Passage shown
** start **

That's a lot of talent for Dallas to give up, but it says two things about the organization: the Stars have full faith in Lindy Ruff as a long-term option behind the bench with the big club and they won't stand in the way of anyone's success.
"I believe you want to allow your people to advance, because it’s good for the entire organization," Dallas GM Jim Nill told The Dallas Morning News. "You want your players to advance to the NHL, and you want your coaches and trainers or managers to advance. I think that’s the right way to do things."
From the right way to the wrong way: What exactly were the Penguins thinking? New GM Jim Rutherford made it known that Desjardins was his top choice to replace Dan Bylsma, but then he made the inexplicable decision to low-ball him with a two-year offer. Desjardins wisely passed, and now Rutherford has to settle for his second choice (or worse)... and he'll likely have to offer more money and a longer term to secure the guy.
Maybe the next coach comes in and guides the Pens to their first Stanley Cup since 2009 and all of this will be forgotten. But the mishandling of this situation makes the curious decision to bring in Rutherford--a man whose previous team, the Carolina Hurricanes, had missed the playoffs in six of the past seven seasons--even harder to defend today than when he was hired earlier this month.
At least his glaring misplay will be celebrated in Vancouver, where Desjardins is sure to be welcomed as the right man at the right time. No, he's never been a head coach in this league, but that'll be a non-issue by Game 10 of the regular season. He's a man whose background and honest, caring nature will quickly earn the respect of the team's veterans and whose adaptability and teaching focus is ideal for a club that's looking to get younger.
You just have to look at the job he did in Texas, where he helped develop promising but raw youngsters like Patrick Nemeth and Brett Ritchie into players who will battle for spots in Dallas next season. For a team like the Canucks that's done a miserable job of graduating prospects during the past five years (hello, Jordan Schroeder!), that's a tantalizing skill set. Guys like Frankie Corrado and Niklas Jensen and Bo Horvat and Hunter Shinkaruk won't just have a chance to compete for a job, they'll have a real opportunity to thrive under the tutelage of Desjardins.
The question is, who will they be competing against? The Ryan Kesler situation remains up in the air, and there are likely several other moves yet to be made by Benning as he reshapes the club in his image. But know this: Desjardins can work with the group however it shakes out. In Texas, he showed he could win with the players he had, not with a system he was determined to impose. He is that rare coach who listens and learns and makes the best of whatever he's handed.
That doesn't mean he'll make pumpkin pie out of rotting pumpkins. If the talent is there to play the run 'n' gun style that team president Trevor Linden wants, he'll make it happen. If not, he'll massage the approach to get the most out of the players he has.
That's all that management, and the team's frustrated fans, can ever ask for.

** end **

Exercise directions
Using the passage on NHL coaching moves above, answer each question in a few words:
1. What length of offer did Jim Rutherford make to Desjardins?
2. Which team did Rutherford run before the Penguins?
3. Who is named as the Canucks' team president?

Information supplied
** start **

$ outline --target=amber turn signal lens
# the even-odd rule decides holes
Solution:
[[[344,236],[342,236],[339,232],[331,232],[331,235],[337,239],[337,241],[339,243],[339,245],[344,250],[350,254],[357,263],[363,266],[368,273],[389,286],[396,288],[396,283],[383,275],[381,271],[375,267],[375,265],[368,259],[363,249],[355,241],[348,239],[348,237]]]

** end **

Response for this exercise
1. A two-year offer.
2. The Carolina Hurricanes.
3. Trevor Linden.